# [DATASET RECORDS]

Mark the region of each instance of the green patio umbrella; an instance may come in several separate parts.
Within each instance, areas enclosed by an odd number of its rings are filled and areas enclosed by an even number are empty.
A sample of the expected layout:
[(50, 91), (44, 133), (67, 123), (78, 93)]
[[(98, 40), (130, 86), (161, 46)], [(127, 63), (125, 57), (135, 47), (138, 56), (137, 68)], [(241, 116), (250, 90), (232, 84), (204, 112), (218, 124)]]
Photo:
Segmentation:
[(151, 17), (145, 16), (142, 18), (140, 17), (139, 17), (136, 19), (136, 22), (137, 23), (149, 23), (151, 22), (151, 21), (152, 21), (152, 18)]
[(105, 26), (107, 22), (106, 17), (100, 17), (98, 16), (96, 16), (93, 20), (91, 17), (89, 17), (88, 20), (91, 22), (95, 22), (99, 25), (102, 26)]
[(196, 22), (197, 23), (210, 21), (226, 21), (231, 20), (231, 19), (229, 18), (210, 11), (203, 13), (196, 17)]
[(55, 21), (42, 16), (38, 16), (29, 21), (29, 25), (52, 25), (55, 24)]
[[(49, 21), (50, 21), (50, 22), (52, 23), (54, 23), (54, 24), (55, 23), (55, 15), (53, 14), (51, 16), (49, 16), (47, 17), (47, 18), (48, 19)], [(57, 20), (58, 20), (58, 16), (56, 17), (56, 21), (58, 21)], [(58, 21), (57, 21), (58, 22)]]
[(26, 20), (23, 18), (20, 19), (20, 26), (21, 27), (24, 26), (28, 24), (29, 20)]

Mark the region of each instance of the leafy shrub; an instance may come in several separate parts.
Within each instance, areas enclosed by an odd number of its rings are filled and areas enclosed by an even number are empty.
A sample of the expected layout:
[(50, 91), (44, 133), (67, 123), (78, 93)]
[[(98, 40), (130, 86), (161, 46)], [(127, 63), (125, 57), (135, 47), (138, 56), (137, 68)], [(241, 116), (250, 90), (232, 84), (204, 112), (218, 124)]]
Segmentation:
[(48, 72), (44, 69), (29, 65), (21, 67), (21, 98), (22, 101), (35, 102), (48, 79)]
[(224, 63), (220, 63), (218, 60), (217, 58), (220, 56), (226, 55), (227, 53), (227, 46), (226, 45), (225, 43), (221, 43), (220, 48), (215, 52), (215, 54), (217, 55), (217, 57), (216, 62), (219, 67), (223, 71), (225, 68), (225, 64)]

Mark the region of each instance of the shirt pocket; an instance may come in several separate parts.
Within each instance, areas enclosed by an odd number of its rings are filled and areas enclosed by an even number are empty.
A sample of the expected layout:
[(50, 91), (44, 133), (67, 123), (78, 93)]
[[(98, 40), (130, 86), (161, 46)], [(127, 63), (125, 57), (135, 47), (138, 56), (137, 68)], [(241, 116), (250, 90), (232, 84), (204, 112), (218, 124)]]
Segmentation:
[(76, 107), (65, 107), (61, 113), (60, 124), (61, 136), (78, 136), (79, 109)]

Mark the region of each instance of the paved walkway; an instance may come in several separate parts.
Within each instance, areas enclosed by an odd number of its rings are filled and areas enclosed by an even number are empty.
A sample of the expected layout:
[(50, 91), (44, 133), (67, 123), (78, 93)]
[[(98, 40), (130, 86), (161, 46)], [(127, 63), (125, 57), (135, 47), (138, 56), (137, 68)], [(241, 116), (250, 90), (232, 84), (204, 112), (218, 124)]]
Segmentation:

# [SET EXERCISE]
Please recast all the records above as a Markdown table with two columns, Row and Line, putting one line in each numbered row and leaving out blank lines.

# [RESULT OF THE TASK]
| Row | Line |
|---|---|
| 1 | Mark the region of each instance of the green patio umbrella; an instance may come in several separate parts. |
| 2 | Within each instance, areas enclosed by an odd number of its rings are filled and areas enclosed by an even number are empty. |
| 3 | A sample of the expected layout: |
| 4 | [(50, 91), (44, 133), (67, 123), (78, 93)] |
| 5 | [[(98, 40), (130, 86), (161, 46)], [(127, 63), (125, 57), (135, 47), (138, 56), (137, 68)], [(241, 116), (250, 90), (232, 84), (204, 112), (218, 124)]] |
| 6 | Photo: |
| 7 | Segmentation: |
| 8 | [(151, 17), (145, 16), (142, 18), (140, 17), (139, 17), (136, 19), (136, 22), (137, 23), (149, 23), (151, 22), (151, 21), (152, 21), (152, 18)] |
| 9 | [(105, 26), (107, 22), (106, 17), (100, 17), (98, 16), (96, 16), (93, 20), (91, 17), (89, 17), (88, 20), (91, 22), (95, 22), (99, 25), (102, 26)] |
| 10 | [(196, 22), (197, 23), (210, 21), (226, 21), (231, 20), (231, 19), (229, 18), (210, 11), (203, 13), (196, 17)] |
| 11 | [(55, 21), (42, 16), (38, 16), (29, 21), (29, 25), (52, 25), (55, 24)] |
| 12 | [[(49, 21), (50, 21), (50, 22), (52, 23), (54, 23), (54, 24), (55, 23), (55, 15), (53, 14), (51, 16), (49, 16), (47, 17), (47, 18), (48, 19)], [(57, 20), (58, 20), (58, 16), (56, 17), (56, 21), (58, 21)], [(58, 21), (57, 21), (58, 22)]] |
| 13 | [(26, 20), (23, 18), (20, 19), (20, 26), (21, 27), (24, 26), (28, 24), (29, 20)] |
| 14 | Mark the region of each instance of the leafy shrub; an instance may come in several separate parts. |
| 15 | Within each instance, areas enclosed by an odd number of its rings are filled and areas enclosed by an even number are empty. |
| 16 | A sample of the expected layout: |
| 17 | [(50, 91), (44, 133), (67, 123), (78, 93)] |
| 18 | [[(98, 40), (130, 86), (161, 46)], [(127, 63), (125, 57), (135, 47), (138, 56), (137, 68)], [(241, 116), (250, 90), (232, 84), (204, 112), (218, 124)]] |
| 19 | Segmentation: |
| 20 | [(48, 72), (44, 69), (29, 65), (21, 67), (21, 98), (22, 101), (35, 102), (48, 79)] |
| 21 | [(224, 63), (220, 63), (218, 60), (217, 58), (220, 56), (226, 55), (227, 53), (227, 46), (226, 45), (225, 43), (221, 43), (220, 48), (215, 52), (215, 54), (217, 55), (217, 57), (216, 62), (219, 67), (223, 71), (225, 68), (225, 64)] |
| 22 | Mark the region of each instance of the shirt pocket; an instance may come in several separate parts. |
| 23 | Within each instance, areas enclosed by an odd number of its rings are filled and areas enclosed by an even number are empty. |
| 24 | A sample of the expected layout: |
| 25 | [(50, 91), (44, 133), (67, 123), (78, 93)] |
| 26 | [[(98, 40), (130, 86), (161, 46)], [(127, 63), (125, 57), (135, 47), (138, 56), (137, 68)], [(241, 116), (250, 90), (232, 84), (204, 112), (218, 124)]] |
| 27 | Segmentation: |
| 28 | [(76, 107), (65, 107), (61, 113), (60, 124), (61, 136), (78, 136), (79, 109)] |
| 29 | Mark the region of each instance of the paved walkway; an instance may come in several separate parts. |
| 30 | Within each instance, areas enclosed by an odd number of its rings are filled and areas enclosed by an even number are empty. |
| 31 | A sample of the expected layout: |
| 32 | [(50, 91), (44, 133), (67, 123), (78, 93)] |
| 33 | [[(98, 40), (130, 86), (161, 46)], [(127, 63), (125, 57), (135, 47), (138, 56), (137, 68)], [(241, 116), (250, 90), (232, 84), (204, 112), (218, 124)]] |
| 34 | Segmentation: |